The problem » Below are several entries. Transcribe exactly those lines that fall from the one with "Exercise. Point out the grass" through the one with "[(358, 327), (14, 245), (360, 132)]", end lines included.

▼▼▼

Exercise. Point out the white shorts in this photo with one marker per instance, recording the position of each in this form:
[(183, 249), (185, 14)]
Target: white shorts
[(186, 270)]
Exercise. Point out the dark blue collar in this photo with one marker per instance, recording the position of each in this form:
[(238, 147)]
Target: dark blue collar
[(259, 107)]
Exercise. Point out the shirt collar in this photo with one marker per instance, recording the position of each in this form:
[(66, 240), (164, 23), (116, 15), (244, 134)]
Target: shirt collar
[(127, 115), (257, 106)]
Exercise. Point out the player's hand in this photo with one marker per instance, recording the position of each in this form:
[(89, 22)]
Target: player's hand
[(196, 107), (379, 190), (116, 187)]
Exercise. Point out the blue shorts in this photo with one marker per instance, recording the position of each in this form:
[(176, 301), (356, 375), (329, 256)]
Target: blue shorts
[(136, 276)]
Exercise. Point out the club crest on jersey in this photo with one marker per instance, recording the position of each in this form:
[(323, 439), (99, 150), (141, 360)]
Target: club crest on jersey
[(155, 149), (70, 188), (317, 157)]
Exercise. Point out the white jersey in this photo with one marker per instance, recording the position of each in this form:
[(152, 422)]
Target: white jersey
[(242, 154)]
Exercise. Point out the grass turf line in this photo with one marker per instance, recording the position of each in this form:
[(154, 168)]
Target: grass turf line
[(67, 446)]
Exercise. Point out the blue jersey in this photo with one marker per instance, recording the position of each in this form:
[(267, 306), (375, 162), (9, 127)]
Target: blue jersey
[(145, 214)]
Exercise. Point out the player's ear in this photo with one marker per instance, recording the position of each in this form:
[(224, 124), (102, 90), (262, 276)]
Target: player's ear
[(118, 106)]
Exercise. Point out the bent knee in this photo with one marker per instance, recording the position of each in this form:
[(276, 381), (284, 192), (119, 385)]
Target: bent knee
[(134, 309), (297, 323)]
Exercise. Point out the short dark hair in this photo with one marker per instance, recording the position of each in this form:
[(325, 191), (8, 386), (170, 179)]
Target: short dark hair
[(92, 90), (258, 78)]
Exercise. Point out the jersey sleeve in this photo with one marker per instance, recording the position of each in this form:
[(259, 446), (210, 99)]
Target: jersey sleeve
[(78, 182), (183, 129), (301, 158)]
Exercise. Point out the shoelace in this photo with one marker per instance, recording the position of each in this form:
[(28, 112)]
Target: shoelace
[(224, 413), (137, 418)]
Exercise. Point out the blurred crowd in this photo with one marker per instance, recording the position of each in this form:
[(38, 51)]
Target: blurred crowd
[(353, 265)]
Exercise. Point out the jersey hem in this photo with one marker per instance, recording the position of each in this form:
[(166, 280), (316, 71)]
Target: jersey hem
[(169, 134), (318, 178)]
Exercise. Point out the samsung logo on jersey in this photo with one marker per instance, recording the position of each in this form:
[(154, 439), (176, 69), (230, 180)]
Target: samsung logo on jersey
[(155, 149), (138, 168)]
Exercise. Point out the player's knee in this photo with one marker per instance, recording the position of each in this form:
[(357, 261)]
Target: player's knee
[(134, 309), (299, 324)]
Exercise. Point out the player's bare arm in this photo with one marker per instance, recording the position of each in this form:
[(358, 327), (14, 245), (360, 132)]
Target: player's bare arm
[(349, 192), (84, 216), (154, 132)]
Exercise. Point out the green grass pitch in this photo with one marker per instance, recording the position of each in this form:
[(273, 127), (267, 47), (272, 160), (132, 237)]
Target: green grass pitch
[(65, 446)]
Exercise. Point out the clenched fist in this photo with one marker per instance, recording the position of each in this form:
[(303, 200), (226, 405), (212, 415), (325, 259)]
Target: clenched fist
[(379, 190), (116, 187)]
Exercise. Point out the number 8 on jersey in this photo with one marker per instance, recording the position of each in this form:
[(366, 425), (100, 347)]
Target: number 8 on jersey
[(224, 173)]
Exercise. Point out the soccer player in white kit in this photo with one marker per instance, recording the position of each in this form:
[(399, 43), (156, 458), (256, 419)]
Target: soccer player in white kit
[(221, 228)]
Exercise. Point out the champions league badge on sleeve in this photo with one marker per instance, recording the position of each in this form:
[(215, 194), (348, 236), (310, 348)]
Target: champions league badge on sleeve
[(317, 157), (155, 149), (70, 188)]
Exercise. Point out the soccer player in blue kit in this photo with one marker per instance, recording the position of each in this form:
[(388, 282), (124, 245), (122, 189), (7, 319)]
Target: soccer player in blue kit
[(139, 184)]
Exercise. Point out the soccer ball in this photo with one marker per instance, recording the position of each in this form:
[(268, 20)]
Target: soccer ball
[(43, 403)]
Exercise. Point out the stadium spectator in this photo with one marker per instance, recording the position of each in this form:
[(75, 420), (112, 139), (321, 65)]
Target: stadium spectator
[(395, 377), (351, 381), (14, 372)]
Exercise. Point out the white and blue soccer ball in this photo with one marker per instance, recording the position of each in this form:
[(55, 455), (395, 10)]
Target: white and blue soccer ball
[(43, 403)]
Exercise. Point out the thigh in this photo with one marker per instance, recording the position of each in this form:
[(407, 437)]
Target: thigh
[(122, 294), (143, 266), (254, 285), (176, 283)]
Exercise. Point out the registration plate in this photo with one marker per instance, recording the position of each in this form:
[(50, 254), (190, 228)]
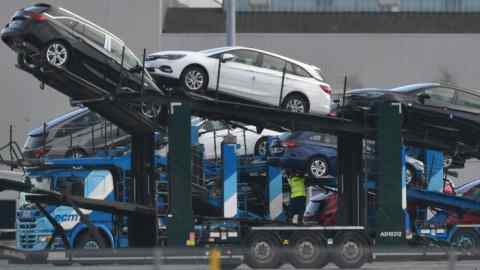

▲▲▲

Your solution »
Exercise. Point out the grass turf line in this photo with one marker per instance, recording the position of each in this form:
[(154, 168)]
Target: grass turf line
[(67, 446)]
Exercise. Point out the blue jersey in this photo with one marker per instance, recording the position of each in this form:
[(267, 306), (375, 162), (9, 127)]
Target: blue jersey
[(145, 214)]
Exercise. Point out the player's ear in this photo with one marker per instance, recording the position of each in this form:
[(224, 124), (102, 90), (262, 276)]
Target: player's ear
[(118, 106)]
Exercise. Point out the bent knee in this photo with one marker per instance, recording the position of each in this form:
[(276, 381), (284, 192), (119, 385)]
Target: bent knee
[(134, 309), (297, 323)]
Exercise. Point out the short dark hair in this photo with one marker per instance, recording the position of each in this form:
[(325, 191), (8, 386), (170, 179)]
Target: short dark hair
[(92, 90), (258, 78)]
Exercise. Point out the jersey sleeve in this photo with one marker per instance, recording the position of each in this form:
[(259, 446), (210, 99)]
Target: jersey sleeve
[(78, 182), (183, 129), (301, 158)]
Exercise. Point out the shoelace in this photo with one marker per instance, recording the position of each in this form:
[(28, 112)]
Target: shoelace
[(224, 413), (137, 418)]
Exercise. Point out the blurred crowd in this photo with one marker per instance, recording the position of each in this form:
[(38, 51)]
Target: blurred crowd
[(353, 265)]
Exercise. Point out the jersey hem in this photo with one marker per instance, recording the position of each in this form:
[(166, 280), (316, 71)]
Target: jersey hem
[(169, 134), (318, 178)]
Exercise. Point out the samsung logo on jersey in this photo with one marker per instance, recording the position of each in this form:
[(154, 439), (176, 69), (230, 180)]
Target: samsung logo on jersey
[(155, 149), (138, 168)]
Exercise. Point out the player's knee in this photo with one marker per instance, recording the position of each in this form:
[(357, 261)]
Target: player's knee
[(134, 309), (299, 324)]
Exercise. Point out the player's bare arm in this photo with one marker per instance, recording the position of each in this form:
[(358, 327), (14, 245), (360, 132)]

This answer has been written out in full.